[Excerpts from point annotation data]

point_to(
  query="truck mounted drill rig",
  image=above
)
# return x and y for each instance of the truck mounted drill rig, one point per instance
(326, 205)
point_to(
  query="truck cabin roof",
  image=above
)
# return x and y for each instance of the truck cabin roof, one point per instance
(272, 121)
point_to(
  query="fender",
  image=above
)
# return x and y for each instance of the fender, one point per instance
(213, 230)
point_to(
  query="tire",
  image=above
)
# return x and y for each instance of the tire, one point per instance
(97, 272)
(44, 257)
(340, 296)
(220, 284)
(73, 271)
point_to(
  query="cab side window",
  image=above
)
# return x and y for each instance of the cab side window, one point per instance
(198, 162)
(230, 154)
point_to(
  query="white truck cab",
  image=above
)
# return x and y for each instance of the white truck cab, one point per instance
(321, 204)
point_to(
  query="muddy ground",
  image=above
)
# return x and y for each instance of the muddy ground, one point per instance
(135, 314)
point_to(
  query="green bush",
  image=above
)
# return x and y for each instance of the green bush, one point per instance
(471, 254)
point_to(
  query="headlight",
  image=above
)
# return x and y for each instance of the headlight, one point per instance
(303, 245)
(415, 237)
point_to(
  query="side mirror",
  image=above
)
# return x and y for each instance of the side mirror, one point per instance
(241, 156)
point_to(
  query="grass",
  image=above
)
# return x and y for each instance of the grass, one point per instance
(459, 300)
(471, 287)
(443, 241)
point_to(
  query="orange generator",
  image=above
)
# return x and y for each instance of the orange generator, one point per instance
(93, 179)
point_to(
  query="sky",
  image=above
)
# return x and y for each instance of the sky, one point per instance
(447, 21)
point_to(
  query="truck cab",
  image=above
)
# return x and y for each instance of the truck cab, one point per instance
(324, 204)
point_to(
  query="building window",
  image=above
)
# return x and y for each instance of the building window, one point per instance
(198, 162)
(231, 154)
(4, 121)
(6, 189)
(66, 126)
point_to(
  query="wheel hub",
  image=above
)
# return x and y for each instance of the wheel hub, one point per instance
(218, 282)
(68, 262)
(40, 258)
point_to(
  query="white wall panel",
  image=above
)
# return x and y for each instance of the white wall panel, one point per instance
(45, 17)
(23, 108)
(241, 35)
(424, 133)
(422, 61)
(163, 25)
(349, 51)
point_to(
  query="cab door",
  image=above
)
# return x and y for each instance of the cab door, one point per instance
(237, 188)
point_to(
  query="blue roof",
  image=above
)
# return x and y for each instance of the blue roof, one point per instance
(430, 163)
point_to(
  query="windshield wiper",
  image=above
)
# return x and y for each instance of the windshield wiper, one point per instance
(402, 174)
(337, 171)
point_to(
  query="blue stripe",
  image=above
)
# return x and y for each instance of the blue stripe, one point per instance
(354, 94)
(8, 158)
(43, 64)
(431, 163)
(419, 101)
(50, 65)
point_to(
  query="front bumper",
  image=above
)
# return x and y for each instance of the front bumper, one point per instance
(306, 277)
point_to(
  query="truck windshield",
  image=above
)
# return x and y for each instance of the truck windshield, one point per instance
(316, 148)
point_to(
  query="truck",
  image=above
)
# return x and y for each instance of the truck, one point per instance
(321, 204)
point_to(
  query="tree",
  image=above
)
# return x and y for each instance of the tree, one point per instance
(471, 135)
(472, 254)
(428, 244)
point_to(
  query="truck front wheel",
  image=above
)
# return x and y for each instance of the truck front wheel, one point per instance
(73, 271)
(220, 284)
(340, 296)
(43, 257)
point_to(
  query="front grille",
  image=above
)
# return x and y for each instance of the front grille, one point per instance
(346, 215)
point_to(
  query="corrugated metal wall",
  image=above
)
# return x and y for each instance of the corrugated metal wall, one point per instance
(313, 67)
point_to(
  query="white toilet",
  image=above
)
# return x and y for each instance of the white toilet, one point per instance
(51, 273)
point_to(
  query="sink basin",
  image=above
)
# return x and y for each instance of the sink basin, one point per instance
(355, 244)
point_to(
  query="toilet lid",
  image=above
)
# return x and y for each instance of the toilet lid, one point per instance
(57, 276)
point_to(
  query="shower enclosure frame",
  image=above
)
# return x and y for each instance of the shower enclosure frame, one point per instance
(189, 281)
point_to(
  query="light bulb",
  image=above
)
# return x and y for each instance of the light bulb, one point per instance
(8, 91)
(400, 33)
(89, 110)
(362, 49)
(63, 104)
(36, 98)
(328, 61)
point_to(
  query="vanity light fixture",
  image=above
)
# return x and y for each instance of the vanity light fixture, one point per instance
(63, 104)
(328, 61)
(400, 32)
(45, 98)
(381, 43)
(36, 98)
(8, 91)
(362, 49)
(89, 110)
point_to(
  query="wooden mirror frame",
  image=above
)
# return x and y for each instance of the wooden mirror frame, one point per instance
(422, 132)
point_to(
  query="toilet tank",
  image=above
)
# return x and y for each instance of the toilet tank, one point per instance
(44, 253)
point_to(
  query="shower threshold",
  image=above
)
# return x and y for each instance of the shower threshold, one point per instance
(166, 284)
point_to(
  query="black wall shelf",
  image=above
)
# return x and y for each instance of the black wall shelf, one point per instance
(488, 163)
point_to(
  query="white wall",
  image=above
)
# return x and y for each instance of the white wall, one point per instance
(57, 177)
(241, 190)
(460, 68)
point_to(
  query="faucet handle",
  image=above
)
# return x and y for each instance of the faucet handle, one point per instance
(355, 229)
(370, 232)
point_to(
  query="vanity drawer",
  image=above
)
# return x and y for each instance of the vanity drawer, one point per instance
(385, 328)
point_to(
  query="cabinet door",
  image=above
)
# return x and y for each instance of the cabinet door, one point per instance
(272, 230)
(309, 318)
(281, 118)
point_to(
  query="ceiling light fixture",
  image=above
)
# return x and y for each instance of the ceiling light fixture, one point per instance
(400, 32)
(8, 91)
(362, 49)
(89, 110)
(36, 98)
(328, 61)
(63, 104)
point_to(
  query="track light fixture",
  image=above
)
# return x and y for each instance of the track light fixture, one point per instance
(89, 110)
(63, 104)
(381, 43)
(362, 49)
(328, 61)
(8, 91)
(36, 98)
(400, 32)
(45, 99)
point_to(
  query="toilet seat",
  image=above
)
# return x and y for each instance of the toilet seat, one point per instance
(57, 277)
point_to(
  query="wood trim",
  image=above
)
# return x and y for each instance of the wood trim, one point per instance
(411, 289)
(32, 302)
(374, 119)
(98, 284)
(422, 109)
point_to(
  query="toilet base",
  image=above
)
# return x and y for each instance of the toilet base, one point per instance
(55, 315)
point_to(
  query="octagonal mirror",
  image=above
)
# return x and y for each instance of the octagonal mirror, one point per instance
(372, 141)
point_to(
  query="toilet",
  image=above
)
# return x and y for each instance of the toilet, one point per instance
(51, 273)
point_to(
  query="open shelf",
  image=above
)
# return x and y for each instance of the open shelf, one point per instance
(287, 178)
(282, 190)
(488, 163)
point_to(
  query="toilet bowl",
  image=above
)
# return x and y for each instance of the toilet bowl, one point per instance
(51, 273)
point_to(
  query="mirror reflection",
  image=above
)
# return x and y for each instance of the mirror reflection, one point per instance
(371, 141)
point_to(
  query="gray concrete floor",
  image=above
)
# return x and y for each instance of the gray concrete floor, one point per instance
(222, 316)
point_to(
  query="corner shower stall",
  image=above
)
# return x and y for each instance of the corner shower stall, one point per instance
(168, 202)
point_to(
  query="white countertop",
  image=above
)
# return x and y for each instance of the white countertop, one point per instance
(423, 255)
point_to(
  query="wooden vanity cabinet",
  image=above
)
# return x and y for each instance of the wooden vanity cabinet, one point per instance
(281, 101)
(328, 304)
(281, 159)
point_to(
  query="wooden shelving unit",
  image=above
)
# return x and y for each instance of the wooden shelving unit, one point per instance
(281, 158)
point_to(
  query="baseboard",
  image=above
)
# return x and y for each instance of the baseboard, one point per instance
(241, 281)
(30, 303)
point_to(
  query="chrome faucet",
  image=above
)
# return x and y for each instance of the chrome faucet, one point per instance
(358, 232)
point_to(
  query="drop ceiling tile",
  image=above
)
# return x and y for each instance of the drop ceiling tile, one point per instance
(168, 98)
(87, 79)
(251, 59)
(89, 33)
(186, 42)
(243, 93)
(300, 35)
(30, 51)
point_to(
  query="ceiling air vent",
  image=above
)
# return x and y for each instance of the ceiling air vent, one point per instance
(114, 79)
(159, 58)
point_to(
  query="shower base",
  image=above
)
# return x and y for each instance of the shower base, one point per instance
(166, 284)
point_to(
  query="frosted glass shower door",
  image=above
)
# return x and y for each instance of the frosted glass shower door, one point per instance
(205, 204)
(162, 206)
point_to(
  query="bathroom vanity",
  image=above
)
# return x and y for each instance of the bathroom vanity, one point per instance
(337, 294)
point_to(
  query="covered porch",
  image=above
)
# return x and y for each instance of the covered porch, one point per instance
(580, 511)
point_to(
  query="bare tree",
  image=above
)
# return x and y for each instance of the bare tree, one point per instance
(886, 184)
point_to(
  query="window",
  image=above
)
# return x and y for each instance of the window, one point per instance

Task statement: How many lines in the entries above contain the string "track"? Match case exactly, and reply with the number alone.

Written response: 2